YOUR OBJECTIVE:
Put the lines of the rows below into a numbered list, skipping blank lines. Include only the part that opens with the line containing "white sclera, written" and closes with the line containing "Target: stone at base of rock", both ends included, and leave the pictures out.

[Excerpts of location labeling data]
## begin

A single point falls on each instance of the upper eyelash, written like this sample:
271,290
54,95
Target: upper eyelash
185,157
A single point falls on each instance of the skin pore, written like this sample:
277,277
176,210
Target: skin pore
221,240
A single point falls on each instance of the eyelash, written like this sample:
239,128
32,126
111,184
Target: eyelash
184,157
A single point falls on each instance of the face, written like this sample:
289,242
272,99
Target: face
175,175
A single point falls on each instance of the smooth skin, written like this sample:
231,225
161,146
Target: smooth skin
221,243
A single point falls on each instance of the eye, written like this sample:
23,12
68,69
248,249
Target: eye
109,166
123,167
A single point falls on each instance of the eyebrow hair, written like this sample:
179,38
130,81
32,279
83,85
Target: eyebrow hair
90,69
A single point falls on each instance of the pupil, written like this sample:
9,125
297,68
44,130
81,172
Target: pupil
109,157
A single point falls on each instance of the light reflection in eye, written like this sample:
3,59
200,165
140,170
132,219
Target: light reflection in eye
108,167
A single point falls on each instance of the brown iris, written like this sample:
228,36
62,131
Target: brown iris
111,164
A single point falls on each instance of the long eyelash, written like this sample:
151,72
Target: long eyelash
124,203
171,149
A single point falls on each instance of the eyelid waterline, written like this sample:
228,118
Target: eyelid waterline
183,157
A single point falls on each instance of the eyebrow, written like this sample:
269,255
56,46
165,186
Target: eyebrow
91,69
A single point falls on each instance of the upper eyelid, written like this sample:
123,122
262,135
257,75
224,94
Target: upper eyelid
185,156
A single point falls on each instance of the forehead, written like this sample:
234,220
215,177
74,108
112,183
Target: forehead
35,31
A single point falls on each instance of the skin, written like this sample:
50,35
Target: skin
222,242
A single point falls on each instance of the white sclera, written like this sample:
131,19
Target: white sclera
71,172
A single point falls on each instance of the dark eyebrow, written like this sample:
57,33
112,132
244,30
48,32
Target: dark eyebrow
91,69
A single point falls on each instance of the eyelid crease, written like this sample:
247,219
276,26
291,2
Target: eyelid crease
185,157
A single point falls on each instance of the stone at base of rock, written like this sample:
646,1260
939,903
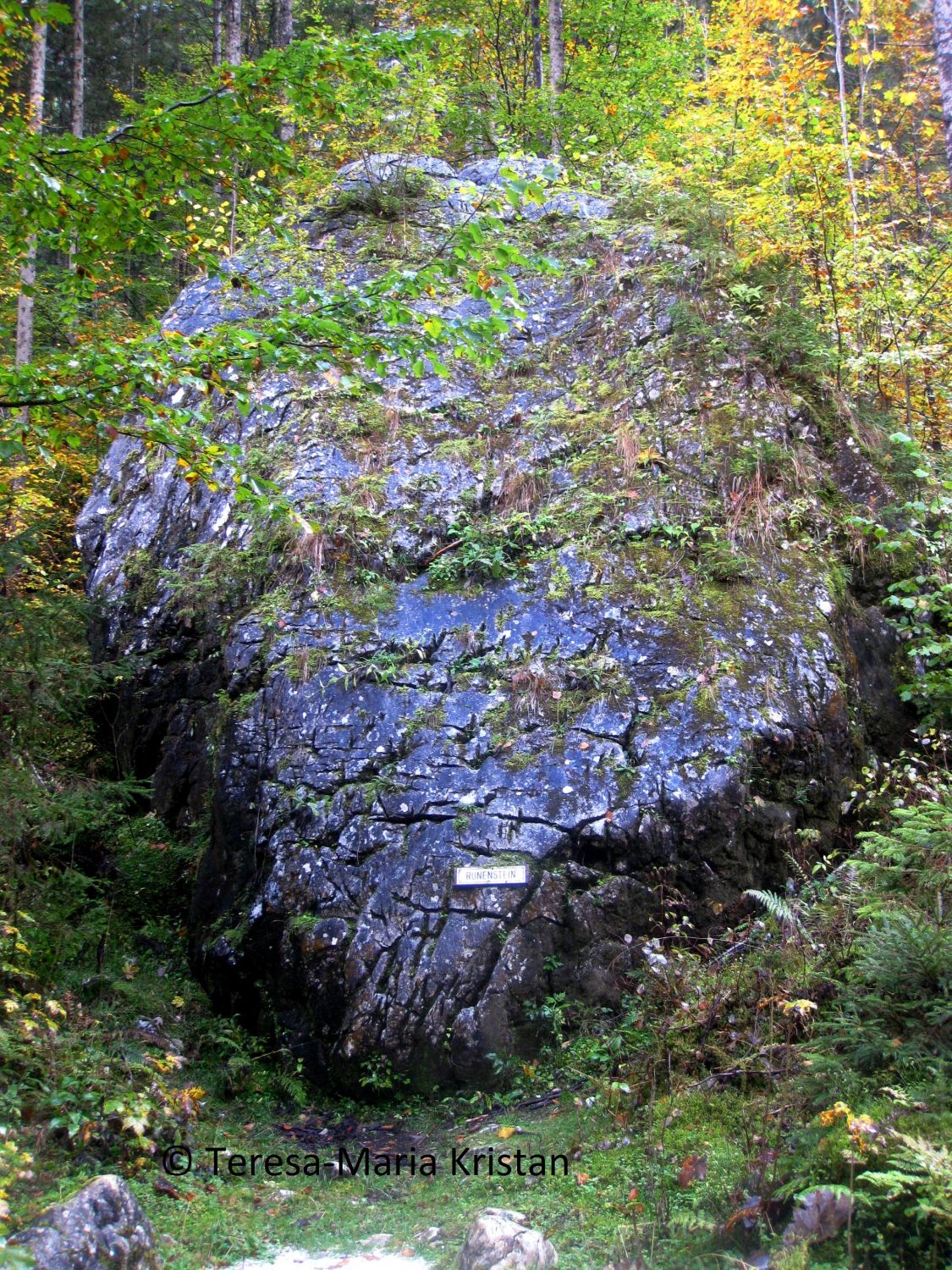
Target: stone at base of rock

## end
## begin

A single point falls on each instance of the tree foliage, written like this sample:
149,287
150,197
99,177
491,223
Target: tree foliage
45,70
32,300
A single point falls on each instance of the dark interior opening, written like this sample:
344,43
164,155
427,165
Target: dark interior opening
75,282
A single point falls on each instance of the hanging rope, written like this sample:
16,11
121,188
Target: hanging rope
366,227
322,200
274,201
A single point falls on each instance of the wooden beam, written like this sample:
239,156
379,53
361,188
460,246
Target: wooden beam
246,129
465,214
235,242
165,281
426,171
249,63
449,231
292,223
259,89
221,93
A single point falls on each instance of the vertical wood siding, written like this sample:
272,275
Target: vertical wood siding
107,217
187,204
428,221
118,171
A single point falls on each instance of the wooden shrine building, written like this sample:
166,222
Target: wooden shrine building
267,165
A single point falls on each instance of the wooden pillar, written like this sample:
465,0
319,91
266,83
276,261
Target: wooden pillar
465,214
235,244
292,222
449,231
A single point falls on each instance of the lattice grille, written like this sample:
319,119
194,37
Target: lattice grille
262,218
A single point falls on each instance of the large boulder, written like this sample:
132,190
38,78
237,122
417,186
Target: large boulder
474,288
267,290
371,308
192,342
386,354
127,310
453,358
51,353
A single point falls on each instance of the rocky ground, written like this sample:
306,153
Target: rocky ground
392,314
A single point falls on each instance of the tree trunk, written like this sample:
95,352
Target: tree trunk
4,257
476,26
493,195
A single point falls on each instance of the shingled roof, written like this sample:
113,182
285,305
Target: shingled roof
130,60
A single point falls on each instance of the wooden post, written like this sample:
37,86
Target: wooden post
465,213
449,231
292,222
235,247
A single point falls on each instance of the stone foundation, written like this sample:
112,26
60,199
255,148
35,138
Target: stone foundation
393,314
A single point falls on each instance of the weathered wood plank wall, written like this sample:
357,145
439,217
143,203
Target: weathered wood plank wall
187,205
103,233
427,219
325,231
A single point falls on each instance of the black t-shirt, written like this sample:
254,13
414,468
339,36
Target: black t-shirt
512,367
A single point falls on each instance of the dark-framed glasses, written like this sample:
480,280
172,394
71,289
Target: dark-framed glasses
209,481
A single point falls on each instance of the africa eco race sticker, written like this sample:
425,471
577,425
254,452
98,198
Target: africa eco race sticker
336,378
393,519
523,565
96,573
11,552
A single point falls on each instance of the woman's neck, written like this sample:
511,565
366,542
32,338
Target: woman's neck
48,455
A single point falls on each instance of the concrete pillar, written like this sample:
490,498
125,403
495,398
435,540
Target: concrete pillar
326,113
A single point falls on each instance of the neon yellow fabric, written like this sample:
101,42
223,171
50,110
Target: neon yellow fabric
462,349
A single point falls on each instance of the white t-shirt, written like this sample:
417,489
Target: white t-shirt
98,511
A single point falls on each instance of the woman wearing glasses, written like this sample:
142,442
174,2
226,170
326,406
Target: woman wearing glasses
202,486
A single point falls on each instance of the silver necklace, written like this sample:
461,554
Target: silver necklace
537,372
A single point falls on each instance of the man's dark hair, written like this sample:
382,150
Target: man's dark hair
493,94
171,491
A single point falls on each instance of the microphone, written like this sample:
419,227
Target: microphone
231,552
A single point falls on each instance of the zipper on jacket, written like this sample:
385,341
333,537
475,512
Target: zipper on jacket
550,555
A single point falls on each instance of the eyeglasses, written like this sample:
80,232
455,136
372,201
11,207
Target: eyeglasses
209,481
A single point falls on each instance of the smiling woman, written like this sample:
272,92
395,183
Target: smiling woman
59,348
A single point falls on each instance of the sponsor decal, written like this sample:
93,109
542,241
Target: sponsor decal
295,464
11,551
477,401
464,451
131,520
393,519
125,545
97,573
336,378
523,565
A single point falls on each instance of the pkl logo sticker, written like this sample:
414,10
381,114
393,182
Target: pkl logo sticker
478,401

## end

WRITTEN SOLUTION:
1. A single point falls on each instance of the white sclera, written like this sample:
2. 131,19
3. Target: white sclera
4. 71,172
5. A single point falls on each instance of the dark eyebrow, written like this sample:
6. 57,33
7. 112,132
8. 244,30
9. 48,32
10. Target: dark eyebrow
11. 91,69
12. A single point falls on each instance of the eyelid crease, written like this sample:
13. 247,219
14. 276,26
15. 291,2
16. Target: eyelid crease
17. 185,157
18. A single point falls on each instance of the stone at base of rock, written like this sample:
19. 646,1260
20. 939,903
21. Target: stone at base of rock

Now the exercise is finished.